» **Document**
:::::

In this dissertation, a UAV-based multi-sensor data fusion for precision navigation and object classification for seamless indoor-outdoor applications was developed. A UAS equipped with a GNSS/IMU board, a low-cost mechanical LiDAR sensor, and an RGB camera, was used to collect data for the purpose of developing a multi-sensor integration system. Unfortunately, due to a malfunctioning GNSS antenna, there were numerous prolonged GNSS signal outages. To resolve this issue, a GNSS/INS/LiDAR-integrated system was developed. A LiDAR SLAM solution was used to update the INS solution through an EKF. Two case studies were considered: a complete GNSS outage and a GNSS PPP-assisted solution. In comparison with the complete GNSS outage, the results for the second case study were significantly improved. Subsequently, a low-cost UAV-based multi-sensor data fusion model was developed for land cover classification using a DCNN. The collected dataset was used to train and test the developed DCNN. In order to validate the DCNN, a second dataset was collected at a different urban location using a solid-state Lidar UAV-based system. It was shown that the proposed DCNN approach improved the overall accuracy of land cover classification significantly compared to the reference classifiers for both datasets. The feasibility of fusing UAV-based imaging and low-cost LiDAR data was explored to enhance pavement crack segmentation using a DCNN model. A third dataset was collected using the same UAS used in collecting the second dataset. Two types of pavement distress were investigated using the first and third datasets, namely cracks and sealed cracks. The performance metrics decreased for the crack samples in both datasets when the LiDAR data was added. This was essentially due to the quality of the lower-grade LiDAR sensor, which had low spatial resolution. In contrast, for the sealed crack, the addition of LiDAR data improved the matrices for the segmentation accuracy. Finally, an event-based visual-inertial odometry approach was proposed for precise indoor localization. The proposed approach fused events, standard frames, and inertial measurements. The proposed approach resulted in a significant decrease in the RMSE compared to the event-only and the frame-only cases, respectively.

:::::

Excerpts of location-labeling data

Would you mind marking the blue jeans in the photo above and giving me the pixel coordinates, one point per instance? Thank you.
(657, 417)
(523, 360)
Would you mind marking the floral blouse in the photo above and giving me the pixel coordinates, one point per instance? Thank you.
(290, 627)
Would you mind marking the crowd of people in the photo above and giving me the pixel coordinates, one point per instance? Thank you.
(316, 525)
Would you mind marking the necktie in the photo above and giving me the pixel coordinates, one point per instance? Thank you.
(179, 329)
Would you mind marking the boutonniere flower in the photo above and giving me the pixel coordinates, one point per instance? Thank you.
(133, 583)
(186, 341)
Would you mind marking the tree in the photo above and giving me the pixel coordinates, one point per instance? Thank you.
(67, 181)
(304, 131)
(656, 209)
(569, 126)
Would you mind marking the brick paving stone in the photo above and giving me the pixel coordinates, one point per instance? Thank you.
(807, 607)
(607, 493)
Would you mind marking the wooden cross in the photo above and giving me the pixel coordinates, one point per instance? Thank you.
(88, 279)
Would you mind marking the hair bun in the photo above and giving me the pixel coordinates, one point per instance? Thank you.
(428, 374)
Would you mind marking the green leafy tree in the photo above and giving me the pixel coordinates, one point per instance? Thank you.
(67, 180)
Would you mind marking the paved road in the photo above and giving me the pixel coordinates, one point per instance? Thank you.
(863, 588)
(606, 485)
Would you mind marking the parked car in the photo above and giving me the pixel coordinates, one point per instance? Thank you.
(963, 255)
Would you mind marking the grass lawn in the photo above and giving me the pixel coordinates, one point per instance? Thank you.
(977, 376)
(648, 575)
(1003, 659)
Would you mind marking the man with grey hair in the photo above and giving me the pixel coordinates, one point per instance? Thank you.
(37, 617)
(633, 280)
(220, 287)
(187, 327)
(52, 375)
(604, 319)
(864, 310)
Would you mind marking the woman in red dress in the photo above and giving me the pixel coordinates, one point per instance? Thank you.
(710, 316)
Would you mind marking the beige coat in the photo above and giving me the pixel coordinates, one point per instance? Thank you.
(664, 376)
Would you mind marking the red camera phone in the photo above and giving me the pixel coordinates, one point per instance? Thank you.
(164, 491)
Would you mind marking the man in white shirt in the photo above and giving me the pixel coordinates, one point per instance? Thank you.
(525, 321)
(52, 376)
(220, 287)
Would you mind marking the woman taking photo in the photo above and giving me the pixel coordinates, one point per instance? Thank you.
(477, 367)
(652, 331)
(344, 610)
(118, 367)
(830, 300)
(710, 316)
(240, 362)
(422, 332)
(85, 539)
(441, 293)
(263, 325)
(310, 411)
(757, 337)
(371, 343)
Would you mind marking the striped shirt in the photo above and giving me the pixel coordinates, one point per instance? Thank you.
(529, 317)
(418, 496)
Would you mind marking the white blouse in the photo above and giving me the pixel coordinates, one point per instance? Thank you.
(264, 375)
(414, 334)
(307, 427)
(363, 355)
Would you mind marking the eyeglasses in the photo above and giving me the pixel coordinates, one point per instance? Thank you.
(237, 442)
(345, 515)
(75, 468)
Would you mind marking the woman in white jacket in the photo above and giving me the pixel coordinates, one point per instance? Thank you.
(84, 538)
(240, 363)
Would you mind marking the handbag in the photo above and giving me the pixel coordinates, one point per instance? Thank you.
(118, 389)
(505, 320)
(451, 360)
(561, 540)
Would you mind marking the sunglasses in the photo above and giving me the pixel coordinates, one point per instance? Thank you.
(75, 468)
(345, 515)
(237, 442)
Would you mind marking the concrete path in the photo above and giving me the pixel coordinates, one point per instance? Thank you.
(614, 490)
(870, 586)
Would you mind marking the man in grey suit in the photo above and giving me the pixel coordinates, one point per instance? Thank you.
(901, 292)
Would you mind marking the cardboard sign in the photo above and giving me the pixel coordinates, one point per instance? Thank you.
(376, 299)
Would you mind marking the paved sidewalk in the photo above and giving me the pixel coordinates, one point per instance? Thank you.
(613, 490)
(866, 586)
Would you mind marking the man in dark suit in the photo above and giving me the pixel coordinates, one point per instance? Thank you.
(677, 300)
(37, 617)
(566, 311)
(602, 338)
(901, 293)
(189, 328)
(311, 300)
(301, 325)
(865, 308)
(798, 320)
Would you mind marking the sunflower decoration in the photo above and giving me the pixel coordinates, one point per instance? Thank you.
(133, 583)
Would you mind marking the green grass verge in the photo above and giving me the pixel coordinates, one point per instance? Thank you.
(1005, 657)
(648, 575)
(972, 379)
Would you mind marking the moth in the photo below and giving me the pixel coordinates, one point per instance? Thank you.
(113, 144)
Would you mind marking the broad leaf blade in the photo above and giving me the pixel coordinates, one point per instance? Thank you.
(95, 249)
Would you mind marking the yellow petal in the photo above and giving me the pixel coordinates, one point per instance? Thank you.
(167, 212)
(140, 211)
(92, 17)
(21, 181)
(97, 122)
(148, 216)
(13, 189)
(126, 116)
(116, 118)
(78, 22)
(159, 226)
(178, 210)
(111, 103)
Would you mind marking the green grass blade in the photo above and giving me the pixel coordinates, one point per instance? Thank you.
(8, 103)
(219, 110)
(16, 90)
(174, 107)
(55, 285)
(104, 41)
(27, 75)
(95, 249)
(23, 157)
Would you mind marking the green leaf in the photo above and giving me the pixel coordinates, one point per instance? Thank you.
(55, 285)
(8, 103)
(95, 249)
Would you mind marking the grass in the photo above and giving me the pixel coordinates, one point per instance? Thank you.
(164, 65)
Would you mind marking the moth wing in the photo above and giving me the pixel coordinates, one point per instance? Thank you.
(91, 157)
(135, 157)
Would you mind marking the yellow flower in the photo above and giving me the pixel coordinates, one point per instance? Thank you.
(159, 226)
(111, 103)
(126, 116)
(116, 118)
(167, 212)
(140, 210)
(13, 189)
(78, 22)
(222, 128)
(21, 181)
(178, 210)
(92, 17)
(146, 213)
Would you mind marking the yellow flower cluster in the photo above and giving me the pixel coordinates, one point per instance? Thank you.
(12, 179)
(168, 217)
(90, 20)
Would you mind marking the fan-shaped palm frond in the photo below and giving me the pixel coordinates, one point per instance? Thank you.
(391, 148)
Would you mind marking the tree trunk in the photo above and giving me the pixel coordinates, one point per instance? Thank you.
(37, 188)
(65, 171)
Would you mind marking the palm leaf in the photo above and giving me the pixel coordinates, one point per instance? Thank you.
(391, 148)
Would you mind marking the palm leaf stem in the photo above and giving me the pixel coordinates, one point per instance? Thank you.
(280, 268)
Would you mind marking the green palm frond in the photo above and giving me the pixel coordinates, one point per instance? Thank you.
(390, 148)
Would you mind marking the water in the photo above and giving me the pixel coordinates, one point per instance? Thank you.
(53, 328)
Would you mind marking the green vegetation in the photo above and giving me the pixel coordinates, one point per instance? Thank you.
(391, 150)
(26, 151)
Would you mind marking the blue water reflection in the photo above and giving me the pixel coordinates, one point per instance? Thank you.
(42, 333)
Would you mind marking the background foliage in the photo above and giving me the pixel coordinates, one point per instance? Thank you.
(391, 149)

:::::

» **Tasks to perform**
1/ Translate this sentence from the abstract into French: "To resolve this issue, a GNSS/INS/LiDAR-integrated system was developed."
2/ According to the abstract, which two types of pavement distress were investigated?
The rows are included for reference only and are not needed.

» **Solution list**
1/ Pour résoudre ce problème, un système intégré GNSS/INS/LiDAR a été développé.

2/ Cracks and sealed cracks.